-- Data for review follows --

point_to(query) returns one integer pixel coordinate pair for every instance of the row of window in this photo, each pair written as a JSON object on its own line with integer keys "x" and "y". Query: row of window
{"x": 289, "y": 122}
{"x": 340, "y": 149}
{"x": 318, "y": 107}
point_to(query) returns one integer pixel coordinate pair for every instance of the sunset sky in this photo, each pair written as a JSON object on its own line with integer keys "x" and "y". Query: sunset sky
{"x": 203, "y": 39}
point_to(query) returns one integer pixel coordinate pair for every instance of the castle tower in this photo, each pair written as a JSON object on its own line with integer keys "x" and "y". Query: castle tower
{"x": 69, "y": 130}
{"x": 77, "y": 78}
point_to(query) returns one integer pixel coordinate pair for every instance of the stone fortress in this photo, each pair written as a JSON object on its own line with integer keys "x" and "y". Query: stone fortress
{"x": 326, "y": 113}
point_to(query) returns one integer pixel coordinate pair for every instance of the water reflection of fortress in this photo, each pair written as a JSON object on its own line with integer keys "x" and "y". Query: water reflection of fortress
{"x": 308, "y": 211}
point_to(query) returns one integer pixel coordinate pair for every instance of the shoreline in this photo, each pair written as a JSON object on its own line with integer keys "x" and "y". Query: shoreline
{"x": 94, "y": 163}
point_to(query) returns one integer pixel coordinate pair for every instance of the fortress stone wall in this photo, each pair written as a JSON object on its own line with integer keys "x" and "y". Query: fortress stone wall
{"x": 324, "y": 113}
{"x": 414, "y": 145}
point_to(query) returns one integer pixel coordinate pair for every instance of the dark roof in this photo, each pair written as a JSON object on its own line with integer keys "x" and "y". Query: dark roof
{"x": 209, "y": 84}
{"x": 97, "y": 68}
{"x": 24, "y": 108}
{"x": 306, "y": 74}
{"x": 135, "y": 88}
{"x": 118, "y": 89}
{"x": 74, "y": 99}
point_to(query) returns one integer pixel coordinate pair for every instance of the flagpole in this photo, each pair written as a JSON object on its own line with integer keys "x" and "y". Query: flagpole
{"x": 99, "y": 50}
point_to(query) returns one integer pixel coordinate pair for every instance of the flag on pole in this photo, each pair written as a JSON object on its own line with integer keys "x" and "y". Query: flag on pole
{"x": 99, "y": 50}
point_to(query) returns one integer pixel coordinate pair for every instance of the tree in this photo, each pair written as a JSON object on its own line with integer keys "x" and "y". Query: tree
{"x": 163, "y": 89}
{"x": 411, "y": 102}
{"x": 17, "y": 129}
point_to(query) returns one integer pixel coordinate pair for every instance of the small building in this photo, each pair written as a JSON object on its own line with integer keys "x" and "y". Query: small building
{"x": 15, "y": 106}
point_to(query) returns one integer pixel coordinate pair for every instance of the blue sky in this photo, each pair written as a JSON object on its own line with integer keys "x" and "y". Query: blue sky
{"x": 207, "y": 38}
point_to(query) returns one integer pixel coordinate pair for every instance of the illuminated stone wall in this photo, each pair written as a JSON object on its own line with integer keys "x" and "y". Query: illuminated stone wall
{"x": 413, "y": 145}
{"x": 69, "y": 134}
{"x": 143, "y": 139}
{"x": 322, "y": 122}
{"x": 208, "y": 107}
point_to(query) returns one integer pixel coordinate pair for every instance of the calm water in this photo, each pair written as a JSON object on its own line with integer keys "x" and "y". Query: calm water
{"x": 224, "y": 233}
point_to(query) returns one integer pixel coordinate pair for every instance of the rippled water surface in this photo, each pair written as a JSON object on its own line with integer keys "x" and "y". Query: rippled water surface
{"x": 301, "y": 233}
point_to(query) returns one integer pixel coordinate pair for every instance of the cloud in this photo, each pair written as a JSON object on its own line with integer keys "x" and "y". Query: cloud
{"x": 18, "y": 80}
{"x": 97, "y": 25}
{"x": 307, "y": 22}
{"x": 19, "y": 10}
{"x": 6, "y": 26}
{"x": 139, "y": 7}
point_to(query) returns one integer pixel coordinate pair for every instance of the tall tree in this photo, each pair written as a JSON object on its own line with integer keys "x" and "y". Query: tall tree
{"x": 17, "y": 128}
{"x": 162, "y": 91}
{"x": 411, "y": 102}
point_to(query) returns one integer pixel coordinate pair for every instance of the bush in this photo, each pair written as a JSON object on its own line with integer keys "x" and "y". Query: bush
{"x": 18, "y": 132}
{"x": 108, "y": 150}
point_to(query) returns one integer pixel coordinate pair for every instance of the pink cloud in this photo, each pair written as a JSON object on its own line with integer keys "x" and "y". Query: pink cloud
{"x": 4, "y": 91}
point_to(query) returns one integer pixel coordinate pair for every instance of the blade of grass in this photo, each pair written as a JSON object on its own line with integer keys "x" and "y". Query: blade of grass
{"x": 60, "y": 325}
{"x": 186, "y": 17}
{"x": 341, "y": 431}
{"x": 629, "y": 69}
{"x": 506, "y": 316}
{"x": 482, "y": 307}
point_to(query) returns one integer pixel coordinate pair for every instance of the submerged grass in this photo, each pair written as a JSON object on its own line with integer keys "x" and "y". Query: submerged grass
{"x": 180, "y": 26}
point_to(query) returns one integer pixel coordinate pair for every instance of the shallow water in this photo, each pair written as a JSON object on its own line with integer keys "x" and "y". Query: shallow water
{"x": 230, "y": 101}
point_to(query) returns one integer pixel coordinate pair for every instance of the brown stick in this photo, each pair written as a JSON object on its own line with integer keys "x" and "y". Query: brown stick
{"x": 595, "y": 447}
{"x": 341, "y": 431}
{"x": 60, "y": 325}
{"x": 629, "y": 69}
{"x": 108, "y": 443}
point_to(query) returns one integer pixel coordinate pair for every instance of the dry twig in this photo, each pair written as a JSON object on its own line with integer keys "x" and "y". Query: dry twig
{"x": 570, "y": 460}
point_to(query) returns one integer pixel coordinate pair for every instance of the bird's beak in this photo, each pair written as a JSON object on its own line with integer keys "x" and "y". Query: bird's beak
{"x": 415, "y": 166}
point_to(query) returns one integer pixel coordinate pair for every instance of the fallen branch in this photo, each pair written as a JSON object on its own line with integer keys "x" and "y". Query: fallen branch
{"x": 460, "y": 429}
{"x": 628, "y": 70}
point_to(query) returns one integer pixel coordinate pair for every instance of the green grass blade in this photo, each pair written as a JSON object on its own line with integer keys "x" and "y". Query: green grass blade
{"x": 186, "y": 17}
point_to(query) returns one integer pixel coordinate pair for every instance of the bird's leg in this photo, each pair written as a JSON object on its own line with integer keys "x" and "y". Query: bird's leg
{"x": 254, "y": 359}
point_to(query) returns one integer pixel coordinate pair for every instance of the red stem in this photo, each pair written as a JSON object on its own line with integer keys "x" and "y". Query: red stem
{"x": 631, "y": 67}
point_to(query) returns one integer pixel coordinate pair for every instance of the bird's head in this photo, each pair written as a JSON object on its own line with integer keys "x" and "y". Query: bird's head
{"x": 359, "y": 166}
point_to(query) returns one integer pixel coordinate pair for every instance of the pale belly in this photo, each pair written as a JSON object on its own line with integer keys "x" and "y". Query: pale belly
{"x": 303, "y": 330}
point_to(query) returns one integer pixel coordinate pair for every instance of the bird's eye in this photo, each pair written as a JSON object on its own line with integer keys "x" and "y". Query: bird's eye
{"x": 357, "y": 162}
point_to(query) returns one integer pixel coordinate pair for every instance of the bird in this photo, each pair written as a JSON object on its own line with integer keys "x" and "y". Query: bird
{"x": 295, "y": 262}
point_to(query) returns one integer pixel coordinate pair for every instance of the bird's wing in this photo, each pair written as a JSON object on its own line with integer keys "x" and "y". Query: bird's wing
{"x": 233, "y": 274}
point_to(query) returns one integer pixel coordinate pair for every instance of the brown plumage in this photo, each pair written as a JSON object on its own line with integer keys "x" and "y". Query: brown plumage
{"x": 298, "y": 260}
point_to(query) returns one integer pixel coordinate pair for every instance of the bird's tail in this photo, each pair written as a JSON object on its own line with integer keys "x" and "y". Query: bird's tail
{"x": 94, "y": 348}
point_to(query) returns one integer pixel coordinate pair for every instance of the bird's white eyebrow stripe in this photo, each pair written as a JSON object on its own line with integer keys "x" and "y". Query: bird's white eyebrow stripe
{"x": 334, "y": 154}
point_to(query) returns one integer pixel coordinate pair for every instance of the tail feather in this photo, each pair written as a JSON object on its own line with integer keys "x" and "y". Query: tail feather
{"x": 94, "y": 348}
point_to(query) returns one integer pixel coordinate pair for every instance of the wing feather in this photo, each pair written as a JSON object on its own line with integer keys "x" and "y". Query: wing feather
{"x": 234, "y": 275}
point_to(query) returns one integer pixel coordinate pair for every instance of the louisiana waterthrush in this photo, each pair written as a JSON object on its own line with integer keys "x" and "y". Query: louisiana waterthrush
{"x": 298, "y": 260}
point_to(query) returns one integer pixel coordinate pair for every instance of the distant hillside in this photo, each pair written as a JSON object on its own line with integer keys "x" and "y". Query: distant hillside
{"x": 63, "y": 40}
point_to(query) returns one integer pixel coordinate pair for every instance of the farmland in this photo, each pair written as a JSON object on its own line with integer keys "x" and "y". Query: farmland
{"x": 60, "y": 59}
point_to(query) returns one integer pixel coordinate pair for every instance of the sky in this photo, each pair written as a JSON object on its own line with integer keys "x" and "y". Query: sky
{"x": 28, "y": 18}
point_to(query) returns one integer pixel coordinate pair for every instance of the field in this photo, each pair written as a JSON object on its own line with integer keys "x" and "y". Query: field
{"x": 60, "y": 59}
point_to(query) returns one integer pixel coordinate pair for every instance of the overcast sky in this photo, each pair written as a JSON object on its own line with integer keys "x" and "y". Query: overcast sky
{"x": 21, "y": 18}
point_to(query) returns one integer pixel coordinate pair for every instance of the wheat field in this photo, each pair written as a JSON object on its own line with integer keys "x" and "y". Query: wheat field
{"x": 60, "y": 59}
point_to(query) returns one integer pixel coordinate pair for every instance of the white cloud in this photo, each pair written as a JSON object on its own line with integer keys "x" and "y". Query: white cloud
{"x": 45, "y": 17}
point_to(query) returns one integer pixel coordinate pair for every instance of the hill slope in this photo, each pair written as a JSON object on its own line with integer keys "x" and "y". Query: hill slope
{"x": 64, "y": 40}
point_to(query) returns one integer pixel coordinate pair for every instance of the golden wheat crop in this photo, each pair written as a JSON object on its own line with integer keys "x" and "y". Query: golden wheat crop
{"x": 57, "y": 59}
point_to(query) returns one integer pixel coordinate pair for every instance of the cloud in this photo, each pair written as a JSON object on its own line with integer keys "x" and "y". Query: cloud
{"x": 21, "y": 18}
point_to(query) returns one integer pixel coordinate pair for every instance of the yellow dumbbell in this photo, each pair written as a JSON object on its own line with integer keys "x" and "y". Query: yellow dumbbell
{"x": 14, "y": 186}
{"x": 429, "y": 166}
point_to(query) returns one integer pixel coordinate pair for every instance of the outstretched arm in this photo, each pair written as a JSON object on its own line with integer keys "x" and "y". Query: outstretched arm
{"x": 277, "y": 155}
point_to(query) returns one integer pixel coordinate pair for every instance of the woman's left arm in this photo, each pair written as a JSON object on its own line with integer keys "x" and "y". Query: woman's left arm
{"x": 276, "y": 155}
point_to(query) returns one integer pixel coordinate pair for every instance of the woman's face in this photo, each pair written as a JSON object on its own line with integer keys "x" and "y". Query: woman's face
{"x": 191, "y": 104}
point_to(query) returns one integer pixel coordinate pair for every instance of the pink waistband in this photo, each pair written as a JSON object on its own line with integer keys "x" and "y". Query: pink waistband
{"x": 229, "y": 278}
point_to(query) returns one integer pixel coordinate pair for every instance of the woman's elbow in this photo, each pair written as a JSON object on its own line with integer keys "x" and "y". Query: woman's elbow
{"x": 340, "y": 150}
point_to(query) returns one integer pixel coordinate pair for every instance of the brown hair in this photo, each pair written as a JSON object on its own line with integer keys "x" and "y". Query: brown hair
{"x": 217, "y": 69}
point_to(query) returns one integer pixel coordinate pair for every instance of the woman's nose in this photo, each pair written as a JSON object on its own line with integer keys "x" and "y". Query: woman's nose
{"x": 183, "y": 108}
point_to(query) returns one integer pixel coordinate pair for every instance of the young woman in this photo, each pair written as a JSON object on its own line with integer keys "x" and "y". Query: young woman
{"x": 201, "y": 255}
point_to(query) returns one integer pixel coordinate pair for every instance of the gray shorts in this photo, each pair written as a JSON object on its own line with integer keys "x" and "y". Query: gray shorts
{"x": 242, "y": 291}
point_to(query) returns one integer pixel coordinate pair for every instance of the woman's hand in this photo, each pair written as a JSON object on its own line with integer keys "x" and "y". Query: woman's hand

-- Data for review concluded --

- Your task -
Which lines run from the one containing "Query: pink waistband" through the end of the material? Output exactly those lines and no others.

- Response area -
point_to(query) returns one integer pixel coordinate pair for every instance of the pink waistband in this photo, each pair written as a JSON object on its own line with integer keys "x" and "y". Query: pink waistband
{"x": 229, "y": 278}
point_to(query) returns one integer pixel coordinate pair for every instance of the woman's elbow in this photo, each pair written as a JSON object on its own line with integer keys "x" and "y". Query: woman's elbow
{"x": 340, "y": 150}
point_to(query) returns one integer pixel coordinate pair for every instance of the brown hair in this photo, each pair written as a JSON object on its own line with integer keys "x" and "y". Query: brown hair
{"x": 217, "y": 69}
point_to(query) returns one integer pixel coordinate pair for every instance of the woman's nose in this photo, each pair written as a JSON object on its own line with integer keys "x" and "y". Query: woman's nose
{"x": 183, "y": 108}
point_to(query) returns one integer pixel coordinate pair for every instance of the young woman in this photo, each pair written as a JSON object on its own line with integer keys "x" and "y". Query: young woman
{"x": 201, "y": 255}
point_to(query) returns one integer pixel coordinate pair for every instance of the gray shorts in this photo, each pair written as a JSON object on its own line with integer keys "x" and "y". Query: gray shorts
{"x": 242, "y": 291}
point_to(query) returns one integer pixel coordinate pair for every instance of the woman's hand in this photo, each pair written as a JSON object on its own line with integer keys "x" and "y". Query: woman's hand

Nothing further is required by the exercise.